■ Given problem
Could you edit the records below so that "mint leaf" becomes "basil leaf", with every other line left unchanged?

■ Dataset excerpts
◇ ◇ ◇ ◇

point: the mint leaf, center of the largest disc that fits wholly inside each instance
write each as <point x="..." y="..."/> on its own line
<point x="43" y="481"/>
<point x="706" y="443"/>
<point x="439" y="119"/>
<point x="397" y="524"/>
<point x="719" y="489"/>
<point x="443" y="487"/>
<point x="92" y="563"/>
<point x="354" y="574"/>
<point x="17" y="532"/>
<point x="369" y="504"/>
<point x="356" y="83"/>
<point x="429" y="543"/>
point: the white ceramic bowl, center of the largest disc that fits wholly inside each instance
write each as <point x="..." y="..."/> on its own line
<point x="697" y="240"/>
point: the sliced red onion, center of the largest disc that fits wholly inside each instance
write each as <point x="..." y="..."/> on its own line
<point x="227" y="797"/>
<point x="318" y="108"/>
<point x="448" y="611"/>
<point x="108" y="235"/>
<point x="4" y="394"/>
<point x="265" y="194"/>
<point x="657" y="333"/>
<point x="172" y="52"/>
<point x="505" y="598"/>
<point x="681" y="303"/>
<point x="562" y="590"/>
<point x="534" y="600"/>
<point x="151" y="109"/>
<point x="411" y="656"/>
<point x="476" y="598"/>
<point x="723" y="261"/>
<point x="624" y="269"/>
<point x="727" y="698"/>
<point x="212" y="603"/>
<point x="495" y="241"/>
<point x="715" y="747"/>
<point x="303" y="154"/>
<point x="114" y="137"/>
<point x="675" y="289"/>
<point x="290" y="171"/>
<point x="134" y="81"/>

◇ ◇ ◇ ◇

■ Response to this exercise
point: the basil leaf, center of the largest disc that fits wholly inside each instance
write each as <point x="..." y="..."/> on its own line
<point x="43" y="481"/>
<point x="706" y="443"/>
<point x="439" y="119"/>
<point x="397" y="524"/>
<point x="719" y="489"/>
<point x="443" y="487"/>
<point x="92" y="563"/>
<point x="354" y="574"/>
<point x="17" y="532"/>
<point x="369" y="504"/>
<point x="356" y="83"/>
<point x="429" y="543"/>
point: the white ceramic bowl, center of the largest disc that fits wholly inside each instance
write each as <point x="..." y="..."/> on its own line
<point x="697" y="240"/>
point: the sliced red onion, center of the largest disc that fits wholly inside each instance
write each as <point x="..." y="..."/> on its own line
<point x="227" y="797"/>
<point x="318" y="108"/>
<point x="448" y="611"/>
<point x="108" y="235"/>
<point x="4" y="394"/>
<point x="265" y="194"/>
<point x="657" y="333"/>
<point x="172" y="52"/>
<point x="505" y="598"/>
<point x="681" y="303"/>
<point x="562" y="590"/>
<point x="534" y="600"/>
<point x="151" y="109"/>
<point x="411" y="656"/>
<point x="476" y="598"/>
<point x="723" y="261"/>
<point x="624" y="269"/>
<point x="727" y="698"/>
<point x="212" y="603"/>
<point x="495" y="241"/>
<point x="715" y="747"/>
<point x="303" y="154"/>
<point x="114" y="137"/>
<point x="675" y="289"/>
<point x="290" y="171"/>
<point x="134" y="81"/>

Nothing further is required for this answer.